• _Task details_:
Nothing should be output except the lines from the top of the material below through the line that contains "101L116 88L72 96L55", each exactly as written.

• _Provided records_:

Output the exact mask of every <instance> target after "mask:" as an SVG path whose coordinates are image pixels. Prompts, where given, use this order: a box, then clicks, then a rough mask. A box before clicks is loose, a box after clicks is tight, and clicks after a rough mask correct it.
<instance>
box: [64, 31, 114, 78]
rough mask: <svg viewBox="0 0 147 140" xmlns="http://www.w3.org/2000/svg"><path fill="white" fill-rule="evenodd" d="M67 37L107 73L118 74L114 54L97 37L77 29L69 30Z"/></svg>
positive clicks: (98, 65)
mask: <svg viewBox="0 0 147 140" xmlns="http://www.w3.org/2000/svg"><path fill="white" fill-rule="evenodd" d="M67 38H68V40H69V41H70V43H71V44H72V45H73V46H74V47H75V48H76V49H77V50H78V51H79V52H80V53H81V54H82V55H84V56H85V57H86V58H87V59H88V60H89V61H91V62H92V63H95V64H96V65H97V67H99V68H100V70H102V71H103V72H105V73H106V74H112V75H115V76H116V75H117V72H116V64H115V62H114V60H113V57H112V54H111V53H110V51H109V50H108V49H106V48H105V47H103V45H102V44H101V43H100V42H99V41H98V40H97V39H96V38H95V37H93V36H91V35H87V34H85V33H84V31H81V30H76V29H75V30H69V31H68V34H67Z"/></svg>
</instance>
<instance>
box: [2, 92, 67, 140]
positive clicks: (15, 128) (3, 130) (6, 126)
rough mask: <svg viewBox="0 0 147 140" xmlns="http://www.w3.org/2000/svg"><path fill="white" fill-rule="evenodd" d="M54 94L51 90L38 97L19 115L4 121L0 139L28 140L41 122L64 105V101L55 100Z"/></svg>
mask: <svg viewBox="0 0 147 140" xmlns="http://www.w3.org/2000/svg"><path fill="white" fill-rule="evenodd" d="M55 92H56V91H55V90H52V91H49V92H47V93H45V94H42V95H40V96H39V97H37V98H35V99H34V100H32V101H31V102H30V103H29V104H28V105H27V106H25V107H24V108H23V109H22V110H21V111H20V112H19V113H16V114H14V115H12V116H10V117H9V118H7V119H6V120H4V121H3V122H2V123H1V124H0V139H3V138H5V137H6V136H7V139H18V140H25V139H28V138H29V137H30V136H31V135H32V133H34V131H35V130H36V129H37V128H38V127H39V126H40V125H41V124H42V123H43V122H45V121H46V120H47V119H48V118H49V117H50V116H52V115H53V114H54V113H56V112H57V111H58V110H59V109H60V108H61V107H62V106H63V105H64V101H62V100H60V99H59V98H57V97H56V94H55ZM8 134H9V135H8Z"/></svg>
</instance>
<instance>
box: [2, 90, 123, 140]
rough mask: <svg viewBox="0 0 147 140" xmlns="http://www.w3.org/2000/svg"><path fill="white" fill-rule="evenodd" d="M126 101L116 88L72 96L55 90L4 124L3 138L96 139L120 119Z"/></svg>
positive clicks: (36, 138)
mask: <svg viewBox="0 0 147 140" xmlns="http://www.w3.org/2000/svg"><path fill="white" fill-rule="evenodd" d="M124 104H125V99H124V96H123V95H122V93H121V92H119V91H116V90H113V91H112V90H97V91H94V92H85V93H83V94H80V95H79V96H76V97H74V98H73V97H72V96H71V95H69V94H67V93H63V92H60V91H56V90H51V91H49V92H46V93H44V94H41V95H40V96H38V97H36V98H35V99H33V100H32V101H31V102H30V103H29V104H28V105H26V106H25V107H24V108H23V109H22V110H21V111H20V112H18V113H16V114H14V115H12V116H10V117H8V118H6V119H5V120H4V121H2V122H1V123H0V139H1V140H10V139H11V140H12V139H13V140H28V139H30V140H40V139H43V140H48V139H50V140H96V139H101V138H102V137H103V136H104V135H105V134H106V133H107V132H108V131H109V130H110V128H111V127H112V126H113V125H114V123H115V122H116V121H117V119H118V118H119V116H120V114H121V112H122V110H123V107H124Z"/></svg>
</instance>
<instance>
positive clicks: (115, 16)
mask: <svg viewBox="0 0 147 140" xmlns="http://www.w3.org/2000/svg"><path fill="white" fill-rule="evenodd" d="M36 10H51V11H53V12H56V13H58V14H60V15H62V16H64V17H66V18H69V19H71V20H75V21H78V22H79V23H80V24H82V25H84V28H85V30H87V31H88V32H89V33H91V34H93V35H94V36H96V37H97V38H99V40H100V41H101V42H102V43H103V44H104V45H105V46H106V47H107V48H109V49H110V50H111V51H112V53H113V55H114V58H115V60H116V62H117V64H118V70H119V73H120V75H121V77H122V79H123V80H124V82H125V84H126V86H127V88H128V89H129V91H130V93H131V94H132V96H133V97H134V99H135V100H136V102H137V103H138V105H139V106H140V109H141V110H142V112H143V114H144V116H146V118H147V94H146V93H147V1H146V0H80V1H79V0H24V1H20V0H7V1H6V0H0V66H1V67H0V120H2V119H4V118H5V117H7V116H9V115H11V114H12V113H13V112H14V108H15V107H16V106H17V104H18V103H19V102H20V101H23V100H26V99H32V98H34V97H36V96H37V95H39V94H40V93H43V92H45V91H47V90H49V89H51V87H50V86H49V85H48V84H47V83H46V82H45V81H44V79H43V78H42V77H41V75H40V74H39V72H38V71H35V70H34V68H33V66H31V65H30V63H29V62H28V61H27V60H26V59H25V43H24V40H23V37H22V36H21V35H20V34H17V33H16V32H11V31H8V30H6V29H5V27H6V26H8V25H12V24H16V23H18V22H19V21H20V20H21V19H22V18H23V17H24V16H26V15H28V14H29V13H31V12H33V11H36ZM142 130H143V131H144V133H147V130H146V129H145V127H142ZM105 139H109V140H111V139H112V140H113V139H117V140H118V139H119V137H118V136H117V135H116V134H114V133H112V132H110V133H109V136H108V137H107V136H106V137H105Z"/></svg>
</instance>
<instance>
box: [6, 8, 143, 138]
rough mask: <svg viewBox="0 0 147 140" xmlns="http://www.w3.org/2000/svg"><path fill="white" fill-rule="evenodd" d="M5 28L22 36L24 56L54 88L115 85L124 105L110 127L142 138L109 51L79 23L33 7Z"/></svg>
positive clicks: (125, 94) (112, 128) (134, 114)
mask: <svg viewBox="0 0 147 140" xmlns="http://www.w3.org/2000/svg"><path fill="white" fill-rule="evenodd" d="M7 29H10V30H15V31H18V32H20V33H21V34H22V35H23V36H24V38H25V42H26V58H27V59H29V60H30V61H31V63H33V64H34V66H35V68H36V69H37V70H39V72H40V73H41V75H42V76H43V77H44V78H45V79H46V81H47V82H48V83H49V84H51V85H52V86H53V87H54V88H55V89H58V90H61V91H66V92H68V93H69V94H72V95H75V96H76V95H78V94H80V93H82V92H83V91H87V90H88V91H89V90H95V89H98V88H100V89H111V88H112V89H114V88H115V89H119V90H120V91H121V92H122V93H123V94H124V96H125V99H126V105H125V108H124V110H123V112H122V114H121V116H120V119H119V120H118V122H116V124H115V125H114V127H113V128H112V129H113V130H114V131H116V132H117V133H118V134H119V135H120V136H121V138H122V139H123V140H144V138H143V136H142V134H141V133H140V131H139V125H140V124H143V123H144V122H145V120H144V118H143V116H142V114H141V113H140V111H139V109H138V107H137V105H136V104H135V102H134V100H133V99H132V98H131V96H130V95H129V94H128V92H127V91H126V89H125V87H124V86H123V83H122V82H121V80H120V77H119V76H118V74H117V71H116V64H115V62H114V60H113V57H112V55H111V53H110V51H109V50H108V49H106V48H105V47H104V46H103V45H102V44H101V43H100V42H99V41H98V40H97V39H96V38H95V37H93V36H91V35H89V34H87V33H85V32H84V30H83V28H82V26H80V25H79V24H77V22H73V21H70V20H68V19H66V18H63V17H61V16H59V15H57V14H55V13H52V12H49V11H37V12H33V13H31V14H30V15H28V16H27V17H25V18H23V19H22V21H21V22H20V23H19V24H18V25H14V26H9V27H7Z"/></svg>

• _Answer space_:
Output the exact mask of every <instance> target after "mask:" as an SVG path whose coordinates are image pixels. Prompts, where given, use this order: a box, then clicks, then a rough mask. A box before clicks is loose, a box after clicks is tight, and clicks after a rough mask correct it.
<instance>
box: [64, 31, 114, 78]
rough mask: <svg viewBox="0 0 147 140" xmlns="http://www.w3.org/2000/svg"><path fill="white" fill-rule="evenodd" d="M67 37L107 73L118 74L114 54L97 37L77 29L69 30Z"/></svg>
positive clicks: (98, 65)
mask: <svg viewBox="0 0 147 140" xmlns="http://www.w3.org/2000/svg"><path fill="white" fill-rule="evenodd" d="M67 38H68V40H69V41H70V43H71V44H72V45H73V46H74V47H75V48H76V49H77V50H78V51H79V52H80V53H81V54H82V55H84V56H85V57H86V58H87V59H88V60H89V61H91V62H92V63H95V64H96V65H97V67H99V68H100V70H102V71H103V72H105V73H106V74H112V75H115V76H116V75H117V72H116V64H115V62H114V60H113V57H112V54H111V53H110V51H109V50H108V49H106V48H105V47H103V45H102V44H101V43H100V42H99V41H98V40H97V39H96V38H95V37H93V36H91V35H87V34H85V33H84V31H81V30H76V29H75V30H69V31H68V34H67Z"/></svg>
</instance>
<instance>
box: [2, 92, 67, 140]
positive clicks: (15, 128) (3, 130) (6, 126)
rough mask: <svg viewBox="0 0 147 140" xmlns="http://www.w3.org/2000/svg"><path fill="white" fill-rule="evenodd" d="M54 94L51 90L38 97L19 115L4 121L0 139L28 140L41 122L64 105V101L55 100Z"/></svg>
mask: <svg viewBox="0 0 147 140" xmlns="http://www.w3.org/2000/svg"><path fill="white" fill-rule="evenodd" d="M55 92H56V91H55V90H52V91H49V92H47V93H45V94H42V95H40V96H39V97H37V98H35V99H34V100H32V101H31V102H30V103H29V104H28V105H27V106H25V107H24V108H23V109H22V110H21V111H20V112H19V113H16V114H14V115H12V116H10V117H9V118H7V119H6V120H4V121H3V122H2V123H1V124H0V139H3V138H5V137H6V136H7V139H18V140H25V139H28V138H29V137H30V136H31V135H32V133H34V131H35V130H36V129H37V128H38V127H39V126H40V125H41V124H42V123H43V122H45V121H46V120H47V119H48V118H49V117H50V116H52V115H53V114H54V113H56V112H57V111H58V110H59V109H60V108H61V107H62V106H63V105H64V101H62V100H60V99H59V98H57V97H56V94H55ZM8 134H9V135H8Z"/></svg>
</instance>
<instance>
box: [2, 90, 123, 140]
rough mask: <svg viewBox="0 0 147 140" xmlns="http://www.w3.org/2000/svg"><path fill="white" fill-rule="evenodd" d="M126 101L116 88L72 96L55 90L4 124L3 138L96 139L120 119Z"/></svg>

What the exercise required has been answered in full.